▶ _WORK ORDER_: Print the listing below line for line, unchanged, but leave out the pictures.

▶ _DATA TO PROCESS_:
--- START ---

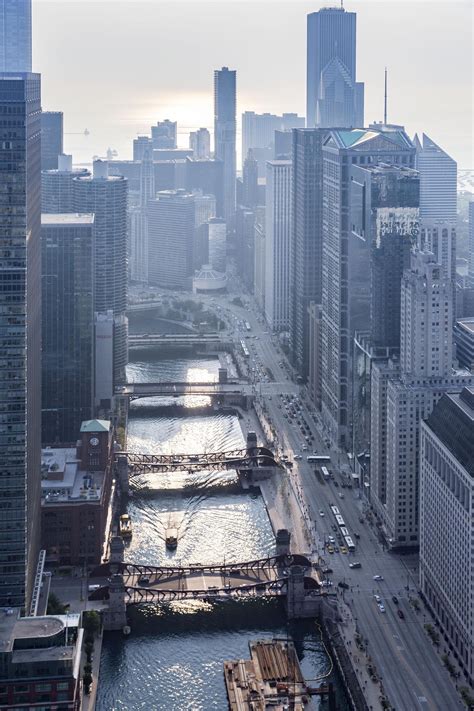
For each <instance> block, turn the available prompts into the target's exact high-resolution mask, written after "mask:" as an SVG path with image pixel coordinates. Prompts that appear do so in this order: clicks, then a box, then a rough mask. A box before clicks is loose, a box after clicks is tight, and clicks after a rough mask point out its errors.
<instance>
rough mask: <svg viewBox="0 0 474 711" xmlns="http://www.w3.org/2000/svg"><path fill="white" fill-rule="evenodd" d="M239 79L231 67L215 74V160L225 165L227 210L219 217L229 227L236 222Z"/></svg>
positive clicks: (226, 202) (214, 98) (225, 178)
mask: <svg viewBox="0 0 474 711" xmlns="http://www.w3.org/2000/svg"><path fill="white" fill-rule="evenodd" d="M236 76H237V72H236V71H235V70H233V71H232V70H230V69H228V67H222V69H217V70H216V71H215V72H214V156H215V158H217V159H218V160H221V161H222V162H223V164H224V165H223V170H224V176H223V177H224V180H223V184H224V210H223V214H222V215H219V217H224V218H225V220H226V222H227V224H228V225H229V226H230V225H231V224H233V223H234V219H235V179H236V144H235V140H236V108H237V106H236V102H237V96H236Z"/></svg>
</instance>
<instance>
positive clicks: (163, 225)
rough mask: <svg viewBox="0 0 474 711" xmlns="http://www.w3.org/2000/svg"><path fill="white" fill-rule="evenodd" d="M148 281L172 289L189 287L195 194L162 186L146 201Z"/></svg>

--- END ---

▶ _FINISHED EXERCISE_:
For each <instance> block, turn the available prompts into the target's exact high-resolution mask, written after "mask:" as an SVG path with image pixel coordinates. Prompts that appear do so in this order: clicks, then a box, then a rough mask. A box before clicks is loose, a box after clicks is tight, and clicks after a rough mask point out its errors.
<instance>
rough mask: <svg viewBox="0 0 474 711" xmlns="http://www.w3.org/2000/svg"><path fill="white" fill-rule="evenodd" d="M239 79L231 67L215 74V160L225 165L227 210L219 217L229 227L236 222Z"/></svg>
positive clicks: (226, 202) (214, 98) (225, 178)
mask: <svg viewBox="0 0 474 711" xmlns="http://www.w3.org/2000/svg"><path fill="white" fill-rule="evenodd" d="M236 76H237V72H236V71H235V70H233V71H232V70H230V69H228V67H222V69H217V70H216V71H215V72H214V156H215V158H217V159H218V160H221V161H222V162H223V164H224V165H223V170H224V176H223V177H224V180H223V184H224V210H223V214H222V215H219V217H224V218H225V220H226V222H227V224H228V225H229V226H230V225H231V224H233V223H234V219H235V179H236V144H235V140H236V108H237V106H236V102H237V96H236Z"/></svg>
</instance>
<instance>
positive clicks: (163, 225)
rough mask: <svg viewBox="0 0 474 711" xmlns="http://www.w3.org/2000/svg"><path fill="white" fill-rule="evenodd" d="M148 281L172 289L189 287L195 194L162 186L146 201Z"/></svg>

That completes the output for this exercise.